- [OVERGENOMEN TEKST]:
Tot slot bevat het plan overgangsregels en een slotregel die de naam van het plan vastlegt.
In dit bestemmingsplan komen zowel enkelbestemmingen voor als dubbelbestemmingen. Hierna is een korte toelichting op de bestemmingen weergegeven.
Agrarisch met waarden
De bestemming ‘Agrarisch met waarden’ bevat alleen een gebiedsbestemming. Er is geen bouwvlak opgenomen. Dit betekent dat de gronden enkel hobbymatig agrarisch gebruikt mogen worden, zonder dat er gebouwen mogen worden opgericht. Hierdoor blijft er sprake van een 'open gebied' met doorzichten.
Groen
De bestemming 'Groen' is opgenomen om de groene inpassing van het plangebied in de omgeving te waarborgen.
Verkeer - Verblijfsgebied
De bestemming 'Verkeer - Verblijfsgebied' is bedoeld voor wegen van niet doorgaande aard, zoals woonstraten, parkeervoorzieningen, voet- en fietspaden, nutsvoorzieningen, speelvoorzieningen, groenvoorzieningen en water en andere verkeersvoorzieningen. Verder zijn de bijbehorende gebouwen, bouwwerken en andere werken, zoals lichtmasten en ander straatmeubilair, bruggen en duikers toegestaan. De bestemming heeft dus niet enkel het karakter van verharding, ook groen en water zijn hier toegestaan. De inrichting is vanzelfsprekend wel voornamelijk gericht op de afwikkeling van het verkeer.

- [BESCHRIJVING OPDRACHT]:
Schrijf het deel van de tekst over het bestemmingsplan vanaf "In dit bestemmingsplan" tot en met "omgeving te waarborgen." woordelijk over.

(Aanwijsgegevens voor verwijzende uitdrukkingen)
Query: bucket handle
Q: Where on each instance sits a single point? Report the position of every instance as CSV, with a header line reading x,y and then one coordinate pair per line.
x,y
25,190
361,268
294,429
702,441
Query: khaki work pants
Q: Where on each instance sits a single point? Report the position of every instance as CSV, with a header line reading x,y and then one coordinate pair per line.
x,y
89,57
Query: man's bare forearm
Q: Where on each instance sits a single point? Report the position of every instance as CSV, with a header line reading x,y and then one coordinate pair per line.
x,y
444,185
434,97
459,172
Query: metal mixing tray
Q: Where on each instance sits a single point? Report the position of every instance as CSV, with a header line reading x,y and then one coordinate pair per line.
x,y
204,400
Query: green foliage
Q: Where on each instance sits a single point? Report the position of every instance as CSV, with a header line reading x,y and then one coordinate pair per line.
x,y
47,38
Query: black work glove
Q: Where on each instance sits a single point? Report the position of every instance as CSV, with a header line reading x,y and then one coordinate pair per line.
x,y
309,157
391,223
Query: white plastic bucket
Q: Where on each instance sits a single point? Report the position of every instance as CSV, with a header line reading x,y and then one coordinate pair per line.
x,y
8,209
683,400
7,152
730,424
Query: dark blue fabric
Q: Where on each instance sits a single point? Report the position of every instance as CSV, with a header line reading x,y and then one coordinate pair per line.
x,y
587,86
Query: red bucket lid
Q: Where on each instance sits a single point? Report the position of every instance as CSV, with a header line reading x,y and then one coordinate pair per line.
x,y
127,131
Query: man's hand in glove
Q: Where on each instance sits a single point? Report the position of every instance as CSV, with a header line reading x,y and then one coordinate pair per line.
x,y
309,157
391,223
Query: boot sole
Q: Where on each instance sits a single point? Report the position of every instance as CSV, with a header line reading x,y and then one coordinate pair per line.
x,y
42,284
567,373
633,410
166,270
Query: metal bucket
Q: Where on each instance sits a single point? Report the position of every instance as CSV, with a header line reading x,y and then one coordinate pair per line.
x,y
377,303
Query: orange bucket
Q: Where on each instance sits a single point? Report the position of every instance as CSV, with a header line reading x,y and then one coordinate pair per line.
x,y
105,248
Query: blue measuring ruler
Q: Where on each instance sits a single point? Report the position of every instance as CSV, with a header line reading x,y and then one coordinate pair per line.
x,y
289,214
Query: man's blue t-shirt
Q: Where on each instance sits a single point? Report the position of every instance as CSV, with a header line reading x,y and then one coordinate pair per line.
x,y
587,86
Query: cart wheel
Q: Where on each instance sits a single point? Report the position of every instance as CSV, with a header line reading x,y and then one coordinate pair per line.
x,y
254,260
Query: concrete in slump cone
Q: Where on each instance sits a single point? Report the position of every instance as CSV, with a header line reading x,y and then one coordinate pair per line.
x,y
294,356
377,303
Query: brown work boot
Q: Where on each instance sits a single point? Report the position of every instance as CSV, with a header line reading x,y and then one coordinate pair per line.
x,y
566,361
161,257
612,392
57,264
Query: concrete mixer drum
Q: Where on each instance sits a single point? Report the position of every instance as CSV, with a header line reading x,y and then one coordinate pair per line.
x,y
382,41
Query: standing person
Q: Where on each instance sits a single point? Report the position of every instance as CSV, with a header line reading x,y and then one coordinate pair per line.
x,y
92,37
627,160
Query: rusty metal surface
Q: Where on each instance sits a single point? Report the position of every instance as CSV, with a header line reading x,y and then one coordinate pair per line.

- [ANTWOORD]:
In dit bestemmingsplan komen zowel enkelbestemmingen voor als dubbelbestemmingen. Hierna is een korte toelichting op de bestemmingen weergegeven.
Agrarisch met waarden
De bestemming ‘Agrarisch met waarden’ bevat alleen een gebiedsbestemming. Er is geen bouwvlak opgenomen. Dit betekent dat de gronden enkel hobbymatig agrarisch gebruikt mogen worden, zonder dat er gebouwen mogen worden opgericht. Hierdoor blijft er sprake van een 'open gebied' met doorzichten.
Groen
De bestemming 'Groen' is opgenomen om de groene inpassing van het plangebied in de omgeving te waarborgen.